Record extracts:
══════════════════════════════

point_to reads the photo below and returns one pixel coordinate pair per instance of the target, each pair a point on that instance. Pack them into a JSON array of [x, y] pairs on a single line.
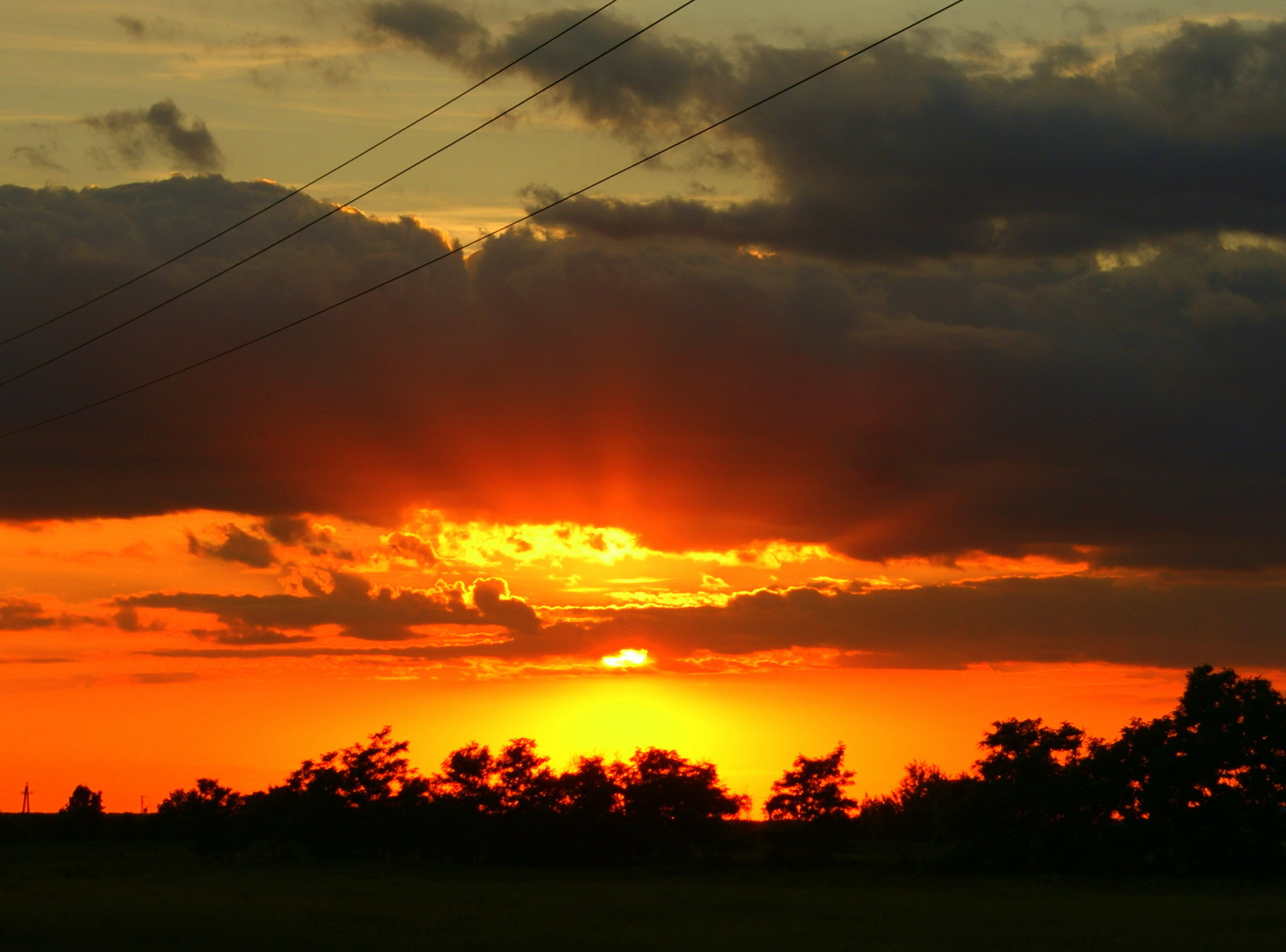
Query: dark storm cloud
[[700, 396], [1073, 619], [160, 129], [21, 615], [362, 611], [908, 152], [645, 83]]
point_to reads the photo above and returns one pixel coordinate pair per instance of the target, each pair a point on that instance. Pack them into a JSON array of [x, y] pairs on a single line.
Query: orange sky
[[141, 712], [945, 388]]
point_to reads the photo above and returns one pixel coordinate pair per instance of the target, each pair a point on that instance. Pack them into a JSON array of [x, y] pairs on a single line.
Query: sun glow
[[627, 658]]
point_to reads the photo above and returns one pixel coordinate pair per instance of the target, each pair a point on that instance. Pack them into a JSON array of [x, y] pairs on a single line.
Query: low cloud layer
[[160, 130], [1063, 619]]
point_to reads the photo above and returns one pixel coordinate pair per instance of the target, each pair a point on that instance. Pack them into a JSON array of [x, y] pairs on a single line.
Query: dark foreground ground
[[161, 897]]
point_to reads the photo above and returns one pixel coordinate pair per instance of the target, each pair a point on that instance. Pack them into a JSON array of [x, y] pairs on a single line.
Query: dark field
[[149, 897]]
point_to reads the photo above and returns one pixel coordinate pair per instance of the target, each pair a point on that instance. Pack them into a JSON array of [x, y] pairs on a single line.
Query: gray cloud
[[238, 545], [1069, 619], [1073, 619], [160, 129], [908, 152]]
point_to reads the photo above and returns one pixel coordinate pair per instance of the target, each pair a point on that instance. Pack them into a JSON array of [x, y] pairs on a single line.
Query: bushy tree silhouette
[[813, 791], [203, 814], [84, 803]]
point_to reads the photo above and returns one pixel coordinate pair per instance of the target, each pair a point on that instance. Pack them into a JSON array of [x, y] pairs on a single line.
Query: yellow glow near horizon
[[627, 658]]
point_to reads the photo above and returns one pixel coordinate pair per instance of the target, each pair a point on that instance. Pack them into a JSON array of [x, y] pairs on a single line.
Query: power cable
[[336, 210], [306, 186], [461, 248]]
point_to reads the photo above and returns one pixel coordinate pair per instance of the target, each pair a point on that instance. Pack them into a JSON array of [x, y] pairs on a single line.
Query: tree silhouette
[[813, 791], [469, 778], [360, 775], [84, 803], [203, 814], [661, 787]]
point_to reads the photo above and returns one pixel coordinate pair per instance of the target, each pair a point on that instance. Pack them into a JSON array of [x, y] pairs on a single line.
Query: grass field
[[147, 897]]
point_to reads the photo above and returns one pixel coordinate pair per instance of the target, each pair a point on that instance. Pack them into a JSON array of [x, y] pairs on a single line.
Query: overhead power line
[[334, 210], [289, 194], [481, 238]]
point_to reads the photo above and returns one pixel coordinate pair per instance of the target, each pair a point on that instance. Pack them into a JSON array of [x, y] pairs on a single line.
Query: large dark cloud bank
[[1016, 308]]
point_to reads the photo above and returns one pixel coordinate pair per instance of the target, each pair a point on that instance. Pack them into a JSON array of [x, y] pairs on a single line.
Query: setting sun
[[627, 658]]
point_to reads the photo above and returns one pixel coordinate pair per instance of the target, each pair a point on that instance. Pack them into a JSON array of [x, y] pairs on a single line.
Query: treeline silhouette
[[1202, 791]]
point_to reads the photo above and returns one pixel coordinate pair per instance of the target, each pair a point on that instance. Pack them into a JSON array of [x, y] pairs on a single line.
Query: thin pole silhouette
[[334, 210]]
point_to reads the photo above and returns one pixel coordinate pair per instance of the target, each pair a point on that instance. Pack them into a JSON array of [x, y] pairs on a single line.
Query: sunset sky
[[945, 388]]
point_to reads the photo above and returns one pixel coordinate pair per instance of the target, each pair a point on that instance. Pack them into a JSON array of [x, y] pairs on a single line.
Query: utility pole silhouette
[[26, 811]]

══════════════════════════════

Brief: Exact copy, no pictures: write out all the records above.

Answer to this problem:
point_to reads the photo below and returns one pixel coordinate pair per instance of the target, each pair a point on that instance. Pack them into a JSON array of [x, y] pairs on a single line.
Query: dark storm cloud
[[700, 396], [1073, 619], [160, 129], [21, 615], [362, 611], [908, 152], [645, 83]]
point_to reads the photo above and returns one pixel coordinate pair per instance of the target, each pair a point on that instance. Pack them into a JSON array of [x, y] pairs on a single line.
Query: orange sky
[[141, 712], [945, 388]]
point_to reads the photo above and returns one pixel coordinate pair per instance of the target, each pair a point on that instance. Pack them into a JSON array of [x, y] pairs on a single line.
Query: sun glow
[[627, 658]]
point_to reads the photo above and returns one pixel coordinate pair per instance of the target, each pair a point on that instance. Pack them into a JSON array of [x, y] pairs on a single line.
Query: low cloud layer
[[160, 130], [1063, 619]]
point_to reads the photo above and returns one pixel coordinate pair per instance of the target, each pair a point on that instance. Pack them into a JSON array of [x, y] pairs on a single line.
Query: dark foreground ground
[[161, 897]]
point_to reads the photo above and returns one pixel coordinate pair per instance of the target, each pair a point on that instance. Pack them into a JSON array of [x, y] pairs on a single line.
Query: dark field
[[149, 897]]
point_to reads the photo above and returns one pixel coordinate pair per instance of the target, each pair a point on that instance. Pack them into a JSON array of [x, y] pairs on a single line.
Query: gray cloud
[[238, 545], [1069, 619], [1073, 619], [160, 129], [908, 152]]
point_to reads the photo above and returns one pixel coordinate pair per instance of the target, each pair a point on that instance. Pack them into a JSON array of [x, y] pairs on a single line.
Query: bushy tree silhouette
[[813, 791], [203, 814], [84, 803]]
point_to reads the photo above and returns one pixel coordinate pair per instance of the target, each pair a point on that instance. Pack them into a JSON array of [x, y] pairs on a single line.
Query: yellow glow near horizon
[[627, 658]]
point_to reads the photo above and returns one pixel coordinate pair per instance of the target, each pair a point on that instance. Pack them into a JSON array of [x, y] pairs on a single line.
Query: power cable
[[336, 210], [306, 186], [461, 248]]
point_to reads the photo above and returns one pixel coordinate pair per instance of the target, each pair a point on that instance. Pack them into a JSON array of [x, y] pairs on a single line.
Query: tree silhouette
[[813, 791], [469, 778], [360, 775], [84, 803], [203, 814], [661, 787]]
point_to reads the photo above and returns one pixel coordinate pair per instance of the target, each pair a point on that instance. Pack them into a JSON array of [x, y] pairs on a single line.
Query: grass field
[[147, 897]]
point_to reads the photo above and returns one pixel coordinate pair per instance of the target, each pair a point on that instance. Pack them into a JSON array of [x, y] pairs on a single line.
Query: overhead power line
[[334, 210], [289, 194], [481, 238]]
point_to reads the photo above and returns one pixel coordinate pair per instance of the target, each pair a point on that instance. Pack them into a JSON array of [x, y] pairs on a single line.
Query: large dark cloud bank
[[1016, 308]]
point_to reads the photo above and returns one pixel coordinate pair per instance of the target, each pair a point on that instance. Pack them into a JSON array of [x, y] pairs on a single line.
Query: setting sun
[[627, 658]]
point_to reads the photo above and returns one pixel coordinate pair per instance of the target, each pair a point on that instance. Pack them into a JSON array of [x, y] pairs on a single line.
Query: treeline silhouette
[[1202, 791]]
point_to reads the photo above and returns one pixel coordinate pair per instance of the target, each pair a point on that instance. Pack them into a JSON array of [x, y] pairs on a single line.
Query: thin pole silhouette
[[334, 210]]
point_to reads the photo above and returns one pixel coordinate pair per instance of the target, each pair a point on that instance. Pack them into a JSON array of [x, y] pairs on a single line.
Query: sunset sky
[[945, 388]]
point_to reads the photo above and returns one pixel coordinate pair per instance of the target, each pair a point on that instance. Pack them into a JSON array of [x, y] pairs on a single line.
Query: utility pole silhouette
[[26, 811]]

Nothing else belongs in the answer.